> PASSAGE SHOWN:
________
ARM Cortex A9 was announced in October 2007, the Cortex A53 in October 2012. But 5 years newer doesn't tell the whole story. The design choices were different.

A9
The ARM Cortex A9 was designed as a 'performance' core (with a power budget) and is dual-issue, Out-of-Order. In other words, it can decode/send two instructions per clock to the execution units and reorder them if necessary to extract extra performance. But a Vector Floating Point (VFP) execution unit is not mandatory in the A9. Most A9s have the (optional) Vector Float Point v3 (VFPv3) for handling FP though. It has 32 registers of 64-bits with NEON capability. NEON is ARMs name for a SIMD. If I understand it all correctly the A9 is limited to 1 DP Float per clock.
________
Dataset entries:
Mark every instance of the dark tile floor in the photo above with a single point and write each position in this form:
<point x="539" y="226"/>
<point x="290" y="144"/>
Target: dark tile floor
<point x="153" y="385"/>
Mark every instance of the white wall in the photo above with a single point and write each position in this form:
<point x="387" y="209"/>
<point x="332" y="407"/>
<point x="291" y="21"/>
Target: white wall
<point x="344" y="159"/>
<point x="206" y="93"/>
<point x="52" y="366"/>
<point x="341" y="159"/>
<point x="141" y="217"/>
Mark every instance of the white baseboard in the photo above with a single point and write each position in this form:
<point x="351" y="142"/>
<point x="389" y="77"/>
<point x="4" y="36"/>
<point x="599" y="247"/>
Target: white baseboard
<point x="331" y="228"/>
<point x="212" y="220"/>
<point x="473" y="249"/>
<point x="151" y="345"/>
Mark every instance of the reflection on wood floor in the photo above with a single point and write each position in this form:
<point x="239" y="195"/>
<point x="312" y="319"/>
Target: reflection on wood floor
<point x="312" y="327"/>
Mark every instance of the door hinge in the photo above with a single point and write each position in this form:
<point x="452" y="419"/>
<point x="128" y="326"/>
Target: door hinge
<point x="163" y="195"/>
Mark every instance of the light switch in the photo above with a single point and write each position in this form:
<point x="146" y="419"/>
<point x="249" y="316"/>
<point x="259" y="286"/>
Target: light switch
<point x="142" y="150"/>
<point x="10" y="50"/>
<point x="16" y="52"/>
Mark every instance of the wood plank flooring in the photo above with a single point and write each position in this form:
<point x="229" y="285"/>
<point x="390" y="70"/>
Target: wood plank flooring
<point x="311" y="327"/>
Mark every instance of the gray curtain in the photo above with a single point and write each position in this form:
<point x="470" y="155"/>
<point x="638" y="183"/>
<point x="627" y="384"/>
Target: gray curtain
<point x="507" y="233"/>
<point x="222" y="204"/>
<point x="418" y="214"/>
________
> EXERCISE BRIEF:
Answer these questions using the passage on ARM cores:
1. In what month and year was the Cortex A53 announced?
2. How many instructions per clock can the Cortex A9 decode and send to the execution units?
3. How many registers does the VFPv3 unit have, and what size are they?
The data come from a separate source with no connection to the passage on ARM cores.

> TASK ANSWER:
1. October 2012
2. Two
3. 32 registers of 64 bits